▶ **Your instructions**: Retype all of the lines below with no changes.

Region pointing data

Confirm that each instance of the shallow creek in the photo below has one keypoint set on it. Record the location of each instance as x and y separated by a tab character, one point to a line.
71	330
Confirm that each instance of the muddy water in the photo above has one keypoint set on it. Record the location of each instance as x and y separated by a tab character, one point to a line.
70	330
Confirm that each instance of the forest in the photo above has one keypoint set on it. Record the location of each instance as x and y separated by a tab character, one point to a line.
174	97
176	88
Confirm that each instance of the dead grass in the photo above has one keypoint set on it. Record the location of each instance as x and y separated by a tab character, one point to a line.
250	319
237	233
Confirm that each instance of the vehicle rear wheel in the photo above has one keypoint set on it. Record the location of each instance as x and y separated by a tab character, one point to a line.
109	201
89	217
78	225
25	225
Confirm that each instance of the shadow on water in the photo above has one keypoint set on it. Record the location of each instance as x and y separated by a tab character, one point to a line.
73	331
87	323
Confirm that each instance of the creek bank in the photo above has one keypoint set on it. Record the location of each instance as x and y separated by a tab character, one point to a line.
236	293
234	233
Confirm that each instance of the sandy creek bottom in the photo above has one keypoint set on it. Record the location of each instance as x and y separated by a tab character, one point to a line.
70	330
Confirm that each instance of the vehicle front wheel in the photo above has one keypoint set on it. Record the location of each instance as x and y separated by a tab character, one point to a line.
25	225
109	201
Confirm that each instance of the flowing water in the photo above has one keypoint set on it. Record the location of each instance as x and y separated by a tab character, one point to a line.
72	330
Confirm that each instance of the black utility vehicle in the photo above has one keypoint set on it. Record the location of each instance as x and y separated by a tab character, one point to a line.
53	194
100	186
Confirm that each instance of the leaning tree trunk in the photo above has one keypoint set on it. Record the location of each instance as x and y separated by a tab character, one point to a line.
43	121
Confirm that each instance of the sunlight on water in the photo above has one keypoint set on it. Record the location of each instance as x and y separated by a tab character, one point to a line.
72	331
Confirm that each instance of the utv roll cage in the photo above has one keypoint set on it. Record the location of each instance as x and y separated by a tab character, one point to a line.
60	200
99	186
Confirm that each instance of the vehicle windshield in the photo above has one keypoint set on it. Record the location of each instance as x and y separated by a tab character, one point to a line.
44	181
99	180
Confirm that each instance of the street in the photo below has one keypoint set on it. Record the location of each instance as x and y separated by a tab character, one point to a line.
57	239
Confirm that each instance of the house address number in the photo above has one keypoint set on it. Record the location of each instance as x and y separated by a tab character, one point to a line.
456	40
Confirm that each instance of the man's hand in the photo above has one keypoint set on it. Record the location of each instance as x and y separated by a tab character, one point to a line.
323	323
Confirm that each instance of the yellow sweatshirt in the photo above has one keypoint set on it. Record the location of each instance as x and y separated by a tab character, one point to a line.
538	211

▶ **Output**:
Confirm that each instance of the shallow creek in the photo below has one keypoint set on it. Record the location of each instance as x and y separated by a tab character, one point to a line.
71	330
Confirm that each instance of the muddy water in the photo above has one keypoint set on it. Record the location of each instance as x and y separated by a tab character, one point to a line.
70	330
Confirm that each instance of the forest in the photo above has one keypoint set on it. Record the location of each instance as x and y separated by a tab character, one point to a line.
174	97
176	88
Confirm that each instance of the dead grass in the photo above has one keypoint set on it. Record the location of each instance as x and y separated by a tab character, one point to a line.
250	319
237	233
Confirm that each instance of the vehicle rear wheel in the photo above has one keypoint set on it. Record the location of each instance as x and y separated by a tab character, one point to a line.
109	201
89	217
78	225
25	225
Confirm that each instance of the shadow on water in the photo above has one keypoint set on it. Record the location of each instance as x and y separated by a tab character, one point to a line.
73	331
87	323
Confirm that each instance of the creek bank in the photo above has one keypoint set on it. Record the location of each instance as x and y separated by a tab character, one point to a line.
236	293
234	233
Confirm that each instance of the sandy creek bottom in the photo above has one keypoint set on it. Record the location of each instance as x and y separated by a tab character, one point to a line.
70	330
Confirm that each instance of the vehicle front wheel in the photo above has one keypoint set on it. Record the location of each instance as x and y separated by a tab character, one point to a line.
25	225
109	201
Confirm that each instance of the flowing water in the photo above has one keypoint set on it. Record the location of each instance as x and y separated by a tab character, one point to a line.
72	330
Confirm that each instance of the black utility vehicle in the photo above has one keypoint set on it. Record the location of each instance as x and y separated by a tab character, one point to a line.
53	194
100	186
Confirm that each instance of the leaning tree trunk in the photo above has one keypoint set on it. Record the location of each instance as x and y separated by a tab character, one point to a line.
43	121
Confirm that each instance of the sunlight on water in the photo above has one keypoint set on it. Record the location of each instance as x and y separated by a tab character, one point to a line.
72	331
Confirm that each instance of the utv roll cage in the photo above has one keypoint set on it. Record the location of each instance as x and y separated by a tab character, one point to a line.
60	200
99	186
Confirm that each instance of the vehicle windshield in the photo above has one keypoint set on it. Record the location of each instance as x and y separated by a tab character, one point to a line.
44	181
99	180
Confirm that each instance of the street in the photo below has one keypoint set on it. Record the location of each instance as x and y separated by a tab character, one point to a line.
57	239
Confirm that each instance of the house address number in the photo above has one keypoint set on it. Record the location of each instance as x and y separated by a tab character, one point to a line.
456	40
Confirm that each instance of the man's hand in the photo above has one keypoint set on it. Record the location of each instance as x and y separated by a tab character, one point to a line.
323	323
Confirm that each instance of the yellow sweatshirt in the photo above has one keypoint set on it. Record the location of each instance as x and y separated by a tab character, one point to a line.
538	211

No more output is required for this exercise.